■ **Reading text**:
Rakaposhi North Ridge route

Since the first exploration of the south side (Barpu Valley) in 1892 by the British traveler and mountaineer W. Martin Conway and his large expedition, Rakaposhi has not seen many attempts, and even less successful summiteers.

 

Entering by the Juglot Glacier, in the summer of 1938, the Dutch M. Vivyan and the British R. Campbell made the first reconnaissance of the south ridge.  After they inspected the North Ridge, which they thought that it would be possible to climb in spite of its long route. Late in July they reached the Northwestern peak (6858m) using this route.

 

The first ascent was in 1958 by Mike Banks and Tom Patey, two members of a seven member British-Pakistani expedition, by the Southwest Ridge/Spur route. After 36 days of struggle and severe conditions they were the firsts to summit after other unsuccessful expeditions. They have done it among strong snow drifting and blizzard. They were aided by Hunza high altitude porters.

 

The elegant route through along the North Ridge/Spur was first unsuccessfully attempted in 1971 by Karl Herrligkoffer, and again in 1973, this time due to weather problems.

 

1979 sees the first women at top through Anna Czerwinska and Krystyna Palmowska, a fast unroped climb in harsh conditions using the Northwest Ridge. They were part of a Polish-Pakistani expedition with five summiteers.

■ **Dataset**:
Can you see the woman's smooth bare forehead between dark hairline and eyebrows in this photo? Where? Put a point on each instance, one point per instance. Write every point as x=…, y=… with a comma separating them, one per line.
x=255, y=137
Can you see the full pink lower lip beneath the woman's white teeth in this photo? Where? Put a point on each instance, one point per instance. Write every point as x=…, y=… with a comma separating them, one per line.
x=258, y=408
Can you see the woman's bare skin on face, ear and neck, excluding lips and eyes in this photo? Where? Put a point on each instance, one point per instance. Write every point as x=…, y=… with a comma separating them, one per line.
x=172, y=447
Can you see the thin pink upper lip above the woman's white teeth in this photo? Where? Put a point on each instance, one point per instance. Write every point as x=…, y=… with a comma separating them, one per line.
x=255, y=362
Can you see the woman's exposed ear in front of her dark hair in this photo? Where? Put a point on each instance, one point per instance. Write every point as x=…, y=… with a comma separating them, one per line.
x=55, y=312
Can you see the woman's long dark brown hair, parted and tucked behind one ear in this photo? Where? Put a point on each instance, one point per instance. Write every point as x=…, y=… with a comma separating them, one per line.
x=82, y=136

■ **Prompt 1**:
According to the Rakaposhi text, who made the first ascent of the mountain, and in what year?
■ **Prompt 2**:
Continue the Rakaposhi climbing history, starting after its final sentence.
The entries have nothing to do with what is asked here.

■ **Response 1**:
Mike Banks and Tom Patey made the first ascent in 1958.

■ **Response 2**:
 

Also in 1979, the Waseda University Japanese expedition succeeds on this route, putting Eiho Ohtani and Matsushi Yamashita on the summit. This was achieved over a period of six weeks, using 5km of fixed rope.

 

In 1984, the Canadians Barry Blanchard, David Cheesmond and Kevin Doyle, summit on the same North Ridge route using the lighter alpine-style with much less fixed rope than the massive expedition style of the Japanese. They achieved it in seven days only.

 

The successful parties on Rakaposhi have summited so far, only on these three routes:

 

Southwest Ridge/Spur (first ascent route). Long, but not exceedingly technical, it is considered the easiest route. Starting from the Kunti glacier, it is no steeper than 60º, pretty straight forward until some tricky gendarmes (rock pinnacles). It has been repeated.

 

Northwest Ridge. Longer and much more technically difficult than the SW Spur/Ridge. It is more than 10km long starting from the Biro Glacier and have more rock to surpass  It has been repeated.

 

North Ridge (a.k.a. North Spur or Japanese Spur). Shorter than the above two routes, but still long and with technically difficult. Has been repeated, including a semi-alpine-style (capsule style) ascent.

 

Attempts have also been made from the East Face (Bagrot Glacier), the East Ridge, and the South and North Face. And NW Spur the longest spur in the world with very difficult vertical walls.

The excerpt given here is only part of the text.